# Provided text:

────────────────

# Perdido Key - blues, sharks and cats



## JBK

Down here for the week. On Sunday caught a few catfish and a ladyfish. Didn't get a bite all day Monday but got some cigar minnows and tried again later at around 9pm and caught a bluefish and some more catfish.









Went out today at around 10 using cigar minnows and shrimp. Ended up catching another blue, another ladyfish, 2 small sharks and probably 15 catfish, they were all over the place. The rain came in and i got soaked but the fish didn't stop biting and I enjoyed every minute of it. I'll add another update or 2 later this week. 

Had tarballs wash up on Sunday for a few minutes but it wasn't too bad.

Also had another nice catch Monday night after a storm moved through but this one involved a tripod and camera instead of rod and reel. :takephoto


----------



## Jaw Jacker

That is an awesome picture of lighting.:bowdown


----------



## Kookmeyer

Fantastic!!


----------



## Gulflady

<span style="font-family: Arial;">Wonderful pics of the lightning!!!


----------



## Kookmeyer

Hey brother,

Love the photo. I was chased inside by that storm. I was fishing the Inter Coastal by Hub Stacey's at the time. I live on Innerarity Point. I'm also an avid fisherman and photographer. I fish Johnson Beach mostly, and have done very well this spring and early summer. Hope to run into you sometime. <a href="http://livinginpensacola.blogspot.com/">http://livinginpensacola.blogspot.com/</a>

Steve


----------



## Baitcaster

good lookin' blue, how long was it ?


----------



## JBK

Didn't get a chance to measure the blue but I'd say it was around 14 inches. 

Well, on Tuesday after my last post I went back out with my sister at around 5 and caught a ladyfish and a few more catfish and then at 6:30 my sister was headed in to eat dinner with the family but I was feeling lucky so decided to stay for a few more casts. Bad idea. Caught yet another catfish (realize now that I should have changed locations), and I've always been hesitant about holding them to take the hook out because of the barb I've heard about. so I just grab the hook with needlenose pliers and give him a shake. The probably 8" cat flopped off the hook and flopped all around on my foot, and in the process put his fin bone about a inch into my second toe.

────────────────

Collected data:

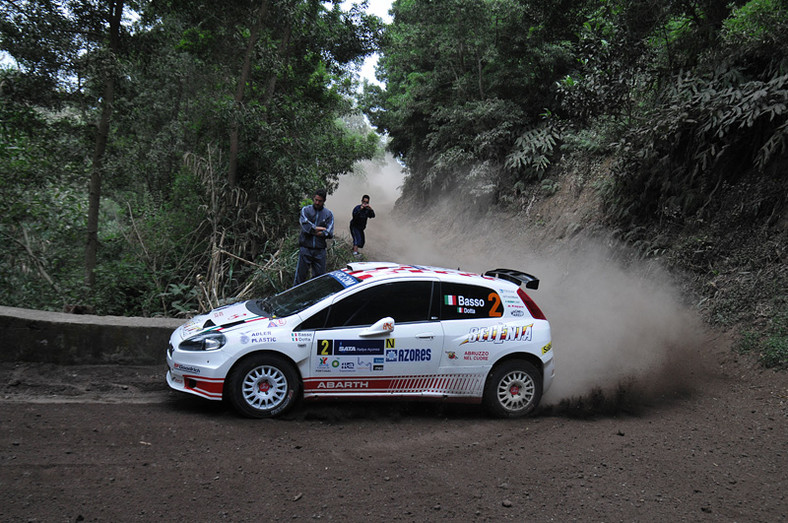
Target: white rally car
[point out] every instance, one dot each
(373, 330)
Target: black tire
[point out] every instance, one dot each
(263, 386)
(513, 389)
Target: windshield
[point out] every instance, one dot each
(305, 295)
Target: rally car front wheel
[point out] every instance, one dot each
(513, 389)
(262, 386)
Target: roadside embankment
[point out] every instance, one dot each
(76, 339)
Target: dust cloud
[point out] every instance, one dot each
(617, 327)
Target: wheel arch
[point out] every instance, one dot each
(268, 352)
(525, 356)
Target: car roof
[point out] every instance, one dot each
(369, 272)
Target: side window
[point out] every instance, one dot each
(403, 301)
(460, 301)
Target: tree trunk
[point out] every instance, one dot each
(254, 36)
(102, 136)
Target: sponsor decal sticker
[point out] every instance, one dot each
(476, 355)
(410, 355)
(462, 301)
(344, 385)
(186, 368)
(322, 364)
(350, 347)
(499, 334)
(345, 279)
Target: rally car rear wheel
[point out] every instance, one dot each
(263, 386)
(513, 389)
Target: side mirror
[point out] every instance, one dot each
(382, 326)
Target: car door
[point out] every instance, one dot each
(381, 340)
(471, 316)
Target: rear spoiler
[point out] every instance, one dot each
(517, 277)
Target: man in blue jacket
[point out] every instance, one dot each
(317, 226)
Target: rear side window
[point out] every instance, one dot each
(403, 301)
(460, 301)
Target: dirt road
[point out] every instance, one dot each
(111, 443)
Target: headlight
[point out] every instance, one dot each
(207, 341)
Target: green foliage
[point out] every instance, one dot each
(710, 133)
(465, 80)
(172, 239)
(771, 345)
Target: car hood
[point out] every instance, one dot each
(223, 317)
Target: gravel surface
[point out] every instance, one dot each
(112, 443)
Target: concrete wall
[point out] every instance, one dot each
(71, 339)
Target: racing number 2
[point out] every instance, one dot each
(493, 297)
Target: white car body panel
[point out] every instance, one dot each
(448, 358)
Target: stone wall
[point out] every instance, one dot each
(76, 339)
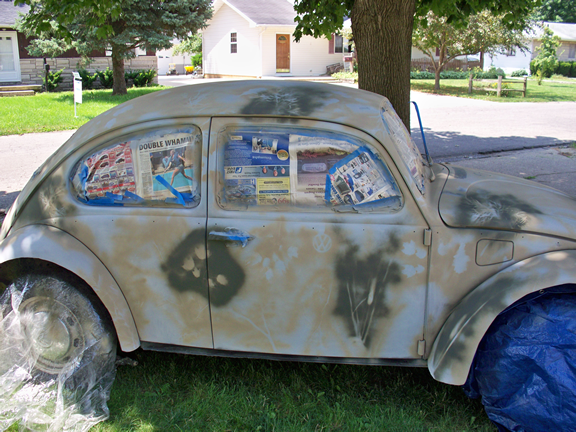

────────────────

# Activity list:
(1) Using the Perdido Key fishing thread, decide whether each statement agrees with it. Answer yes or no for each, and quote the words that settle it.
(a) JBK caught fish during the day on Monday.
(b) Kookmeyer lives on Innerarity Point.
(c) JBK measured the bluefish at 14 inches.
(2) Name every user who posted in the Perdido Key fishing thread, listing each one once.
(3) Continue the Perdido Key fishing thread from the point where it stops.

# Your written answers:
(1)
(a) No: "Didn't get a bite all day Monday"
(b) Yes: "I live on Innerarity Point."
(c) No: "Didn't get a chance to measure the blue but I'd say it was around 14 inches."

(2) JBK, Jaw Jacker, Kookmeyer, Gulflady, Baitcaster

(3)
This picture was taken today so it's well on its way to healing but that red line is the path that the barb took under my skin. Right after the incident I asked a couple of kids who were watching me fish to keep an eye on my stuff and I hobbled about 75 yards through the sand trailing blood and in some pretty intense pain. We called the hospital and they said to come on over to the Pensacola ER (that place is a whole 'nother story) for x-rays to see if the barb was still in there. Luckily it wasn't and I got home around 12:30 am with antibiotics and some nice pain meds.
Moral of the story....eat dinner when told to.

Many of y'all been hit by a catfish barb? Hurts like absolute hell and the pain didn't stop for 3 hours straight.

Anyway, fished Thursday and Friday with nothing too exciting to speak of. I did go to the lagoon side of Johnson Beach and caught a few of these

















Wasn't sure exactly what they were. Is the top one some kind of grunt? They looked like possibly good baitfish.

Hoping to hit the beach one or two more times in the next couple days. Hope everybody's doin' well.


----------



## hogdogs

Only got the "horn" one time... I had junior in the front seat of a 12 foot skiff, I was in the back seat. He caught a little cat and i told him to swing it my way but keep it "over the side" of the boat... he thought that meant "back over to the inside"... Well before i could grab the line, it swung and spiked me about an inch inside from my left nipple... GOD THAT BURNED LIKE FIRE!!!! While I have never been shot, I have known literally dozens who have and one common denominator in their description is HOT SHARP PAIN!!! Well I guess I my first thought was "So this is what it feel like to be shot!"

It literally felt like a white hot metal rod/ice pick had been stabbed into me... No doctor, No good legal drugs... Several hours of pain that radiated from the wound, up the left side of my neck, and down the inside of my left arm to my elbow or so...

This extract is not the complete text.